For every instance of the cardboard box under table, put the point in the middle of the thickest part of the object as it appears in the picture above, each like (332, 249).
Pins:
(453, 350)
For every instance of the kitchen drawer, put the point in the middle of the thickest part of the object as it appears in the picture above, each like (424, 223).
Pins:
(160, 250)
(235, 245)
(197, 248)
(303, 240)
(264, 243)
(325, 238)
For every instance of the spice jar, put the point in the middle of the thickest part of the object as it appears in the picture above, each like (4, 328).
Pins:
════
## The problem
Reproduce the material exactly, and keep every line as it is.

## Reply
For every instance of the cardboard box under table, put the point in the middle of the thickest part of the object as it appears in the picture above, each like (332, 249).
Pins:
(453, 350)
For every instance of the kitchen drawer, put the point in the middle of the thickest part of the object as it appears in the picture above, each like (424, 223).
Pins:
(160, 250)
(235, 245)
(197, 248)
(303, 240)
(264, 243)
(325, 238)
For every instance of the spice jar, put the point in the middle of the thickest part of the object as it appears in the picture above, each like (4, 328).
Pins:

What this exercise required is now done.